- Exercise 1
Duplicate the passage from the thermal management patent word for word, starting at "Thermal management techniques" and ending at "phase to the receiver.".
- Exercise 2
Resume the thermal management patent from the point where it stops.

- Page
US11892202B2ActiveUtilityA1

Thermal management systems

64
Assignee: BOOZ ALLEN HAMILTON INCPriority: Sep 23, 2021Filed: Sep 23, 2022Granted: Feb 6, 2024
Est. expirySep 23, 2041(~15.2 yrs left)· nominal 20-yr term from priority
F25B 1/10F25B 2400/13F25B 9/008F25B 2400/23F25B 2309/061F25B 41/39F25B 19/00
64
PatentIndex Score
0
Cited by
13
References
34
Claims

Abstract

Thermal management techniques include: transporting a refrigerant fluid from a receiver to an inlet of a flash tank that has a vapor-side outlet and liquid-side outlet such that a liquid phase of the refrigerant fluid moves to a bottom of the flash tank and outputs from the liquid-side outlet; forming a solid-vapor state from the liquid phase by expanding the liquid phase with an expansion valve to a first pressure that is less than a triple point pressure to form a solid-vapor mixture of the refrigerant fluid; extracting heat from a heat load with an evaporator that receives the solid-vapor mixture of the refrigerant fluid and sublimates the solid state of the solid-vapor mixture of the refrigerant fluid directly into a vapor phase of the refrigerant fluid; and discharging, from an exhaust line, the vapor phase to an ambient environment without returning the vapor phase to the receiver.

Claims

exact text as granted — not AI-modified
What is claimed is: 
     
       1. A thermal management system, comprising:
 a receiver that comprises an inlet and an outlet, the receiver configured to store a refrigerant fluid at a first pressure that is a greater than a critical point pressure of the refrigerant fluid; 
 at least one flash tank that comprises an inlet fluidly coupled to the outlet of the receiver, a vapor-side outlet, and a liquid-side outlet; 
 an expansion valve that comprises an inlet fluidly coupled to the liquid-side outlet of the flash tank, the expansion valve configured to expand the refrigerant fluid from the flash tank to a second pressure that is less than a triple point pressure of the refrigerant fluid to form a solid-vapor mixture of the refrigerant fluid; 
 an evaporator comprising an inlet positioned to receive the solid-vapor mixture of the refrigerant fluid and configured to extract heat from at least one heat load that is in at least one of thermal conductive or convective contact or is in proximity to the evaporator, the evaporator further configured to sublimate a solid state of the solid-vapor mixture of the refrigerant fluid directly into a vapor state of the refrigerant fluid; and 
 an exhaust conduit fluidly coupled to an outlet of the evaporator, the exhaust conduit configured to discharge the vapor state of the refrigerant fluid into an ambient environment without returning the vapor state of the refrigerant fluid from the outlet of the evaporator to the receiver. 
 
     
     
       2. The system of  claim 1 , wherein the refrigerant fluid is in a sub-critical or a supercritical phase, and the refrigerant fluid expands in volume below a corresponding triple point and sublimates at an exhaust pressure. 
     
     
       3. The system of  claim 1 , wherein the refrigerant fluid is carbon dioxide. 
     
     
       4. The system of  claim 1 , wherein the expansion valve is a mechanically or electronically controllable expansion valve. 
     
     
       5. The system of  claim 1 , wherein the expansion valve is a fixed or variable orifice.

- Supplied records
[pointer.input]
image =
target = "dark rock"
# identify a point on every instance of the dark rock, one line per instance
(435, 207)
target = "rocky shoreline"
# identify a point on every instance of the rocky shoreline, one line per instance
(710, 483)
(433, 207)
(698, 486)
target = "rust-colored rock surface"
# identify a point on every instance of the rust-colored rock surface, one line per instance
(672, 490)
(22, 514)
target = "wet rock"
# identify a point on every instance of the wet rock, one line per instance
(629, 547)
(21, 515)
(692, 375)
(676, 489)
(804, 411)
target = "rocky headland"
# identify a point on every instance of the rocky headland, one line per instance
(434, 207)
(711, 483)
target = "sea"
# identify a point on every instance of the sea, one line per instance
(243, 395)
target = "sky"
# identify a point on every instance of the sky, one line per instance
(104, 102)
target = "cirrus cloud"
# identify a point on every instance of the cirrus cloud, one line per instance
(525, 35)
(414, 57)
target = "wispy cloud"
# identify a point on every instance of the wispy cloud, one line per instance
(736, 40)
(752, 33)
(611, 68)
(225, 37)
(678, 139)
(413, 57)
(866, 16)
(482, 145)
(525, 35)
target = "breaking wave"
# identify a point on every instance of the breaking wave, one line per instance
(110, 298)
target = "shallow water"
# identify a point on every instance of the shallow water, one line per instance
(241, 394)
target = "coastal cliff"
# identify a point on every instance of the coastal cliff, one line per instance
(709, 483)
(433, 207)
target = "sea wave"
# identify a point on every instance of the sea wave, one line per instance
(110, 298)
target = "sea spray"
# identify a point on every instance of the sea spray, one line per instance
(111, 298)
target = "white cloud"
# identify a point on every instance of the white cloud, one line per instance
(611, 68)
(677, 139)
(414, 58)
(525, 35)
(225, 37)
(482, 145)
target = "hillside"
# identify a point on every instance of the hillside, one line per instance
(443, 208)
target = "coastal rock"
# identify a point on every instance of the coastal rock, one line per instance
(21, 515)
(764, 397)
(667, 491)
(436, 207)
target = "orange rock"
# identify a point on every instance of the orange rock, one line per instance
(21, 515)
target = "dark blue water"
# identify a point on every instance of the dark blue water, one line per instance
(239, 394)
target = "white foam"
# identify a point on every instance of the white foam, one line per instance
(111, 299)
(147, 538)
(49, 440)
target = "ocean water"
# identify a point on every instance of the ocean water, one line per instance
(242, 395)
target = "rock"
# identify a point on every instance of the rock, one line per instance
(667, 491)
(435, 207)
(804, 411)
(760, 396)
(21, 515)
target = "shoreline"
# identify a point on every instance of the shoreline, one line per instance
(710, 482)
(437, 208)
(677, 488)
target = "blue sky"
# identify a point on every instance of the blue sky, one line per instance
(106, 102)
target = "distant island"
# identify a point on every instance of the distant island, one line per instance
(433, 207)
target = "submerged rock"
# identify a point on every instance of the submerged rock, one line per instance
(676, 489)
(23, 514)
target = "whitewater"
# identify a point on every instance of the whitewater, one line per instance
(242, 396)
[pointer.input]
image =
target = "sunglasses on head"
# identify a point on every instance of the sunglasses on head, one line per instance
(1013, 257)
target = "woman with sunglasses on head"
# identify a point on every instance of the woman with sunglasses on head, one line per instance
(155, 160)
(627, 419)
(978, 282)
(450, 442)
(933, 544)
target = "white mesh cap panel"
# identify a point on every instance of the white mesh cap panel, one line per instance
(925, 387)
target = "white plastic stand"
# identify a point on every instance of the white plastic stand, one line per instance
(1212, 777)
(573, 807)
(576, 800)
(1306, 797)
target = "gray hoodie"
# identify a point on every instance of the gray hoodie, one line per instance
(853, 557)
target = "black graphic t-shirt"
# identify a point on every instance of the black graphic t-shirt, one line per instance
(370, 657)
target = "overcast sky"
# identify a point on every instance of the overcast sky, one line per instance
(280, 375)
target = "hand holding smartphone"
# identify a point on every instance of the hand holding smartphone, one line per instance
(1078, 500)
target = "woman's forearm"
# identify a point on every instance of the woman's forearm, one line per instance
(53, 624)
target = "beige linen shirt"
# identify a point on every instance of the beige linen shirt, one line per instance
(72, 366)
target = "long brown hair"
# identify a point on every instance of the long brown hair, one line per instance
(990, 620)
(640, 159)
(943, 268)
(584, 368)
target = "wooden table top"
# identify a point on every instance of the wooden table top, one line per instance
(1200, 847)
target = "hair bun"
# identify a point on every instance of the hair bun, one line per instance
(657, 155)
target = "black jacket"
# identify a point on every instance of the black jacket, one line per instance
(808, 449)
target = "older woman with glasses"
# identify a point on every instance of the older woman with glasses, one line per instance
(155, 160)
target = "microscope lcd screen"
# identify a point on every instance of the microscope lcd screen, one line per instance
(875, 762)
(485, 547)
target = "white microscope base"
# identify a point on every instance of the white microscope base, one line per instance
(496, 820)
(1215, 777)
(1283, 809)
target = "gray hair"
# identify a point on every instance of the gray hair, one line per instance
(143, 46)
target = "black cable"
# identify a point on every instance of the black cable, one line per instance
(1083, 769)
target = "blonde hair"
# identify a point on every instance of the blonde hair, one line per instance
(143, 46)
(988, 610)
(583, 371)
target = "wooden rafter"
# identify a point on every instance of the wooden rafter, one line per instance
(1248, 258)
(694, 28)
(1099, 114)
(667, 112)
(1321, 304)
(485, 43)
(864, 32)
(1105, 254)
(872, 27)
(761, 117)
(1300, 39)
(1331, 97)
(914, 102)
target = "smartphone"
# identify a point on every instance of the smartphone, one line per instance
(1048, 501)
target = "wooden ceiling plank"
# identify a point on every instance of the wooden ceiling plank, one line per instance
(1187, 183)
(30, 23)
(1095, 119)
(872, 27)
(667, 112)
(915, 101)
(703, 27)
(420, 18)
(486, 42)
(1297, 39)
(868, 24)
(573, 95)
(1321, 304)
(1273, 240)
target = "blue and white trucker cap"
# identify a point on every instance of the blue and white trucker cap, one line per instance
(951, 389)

- Task output 1
Thermal management techniques include: transporting a refrigerant fluid from a receiver to an inlet of a flash tank that has a vapor-side outlet and liquid-side outlet such that a liquid phase of the refrigerant fluid moves to a bottom of the flash tank and outputs from the liquid-side outlet; forming a solid-vapor state from the liquid phase by expanding the liquid phase with an expansion valve to a first pressure that is less than a triple point pressure to form a solid-vapor mixture of the refrigerant fluid; extracting heat from a heat load with an evaporator that receives the solid-vapor mixture of the refrigerant fluid and sublimates the solid state of the solid-vapor mixture of the refrigerant fluid directly into a vapor phase of the refrigerant fluid; and discharging, from an exhaust line, the vapor phase to an ambient environment without returning the vapor phase to the receiver.

- Task output 2
       6. The system of  claim 1 , wherein the flash tank is configured to reduce a refrigerant fluid enthalpy prior to the inlet to the evaporator to increase a refrigeration effect of the refrigerant fluid in the evaporator. 
     
     
       7. The system of  claim 1 , wherein the expansion valve is a first expansion valve, the system further comprising:
 a second expansion valve that comprises an inlet and an outlet, the inlet fluidly coupled to the outlet of the receiver, the second expansion valve configured to expand the refrigerant fluid from the receiver into a liquid-vapor mixture at a third pressure that is between the first pressure and the second pressure. 
 
     
     
       8. The system of  claim 7 , wherein the flash tank is configured to receive the liquid-vapor mixture of the refrigerant fluid and store the liquid-vapor mixture at the third pressure, the system further comprising:
 an open-circuit refrigeration system comprised of the receiver, the first and the second expansion valves, the flash tank, the evaporator, and the exhaust conduit. 
 
     
     
       9. The system of  claim 1 , further comprising:
 a closed-circuit refrigeration system comprised of the flash tank, the closed-circuit refrigeration system configured to receive the refrigerant fluid from the flash tank, the closed-circuit refrigeration system further comprising: 
 a compressor comprising an inlet and an outlet, the inlet of the compressor fluidly coupled to the vapor-side outlet of the flash tank, the compressor configured to compress refrigerant vapor that exits from the vapor-side outlet of the flash tank. 
 
     
     
       10. The system of  claim 9 , wherein the expansion valve is a first expansion valve, the closed-circuit refrigeration system further comprises:
 a heat rejection exchanger comprising an inlet and an outlet, the inlet of the heat rejection exchanger fluidly coupled to the outlet of the compressor; and 
 a second expansion valve having an inlet and an outlet, the inlet of the second expansion valve fluidly coupled to the outlet of the heat rejection exchanger, the outlet of the second expansion valve fluidly coupled to the inlet of the flash tank, the second expansion valve configured to expand refrigerant fluid from the heat rejection heat exchanger to a third pressure that is between the first pressure and the second pressure. 
 
     
     
       11. The system of  claim 9 , wherein a compressor discharge pressure from the compressor is a trans-critical discharge pressure and the heat rejection exchanger is a gas cooler. 
     
     
       12. The system of  claim 9 , wherein a compressor discharge pressure from the compressor is a sub-critical discharge pressure and the heat rejection exchanger is a condenser.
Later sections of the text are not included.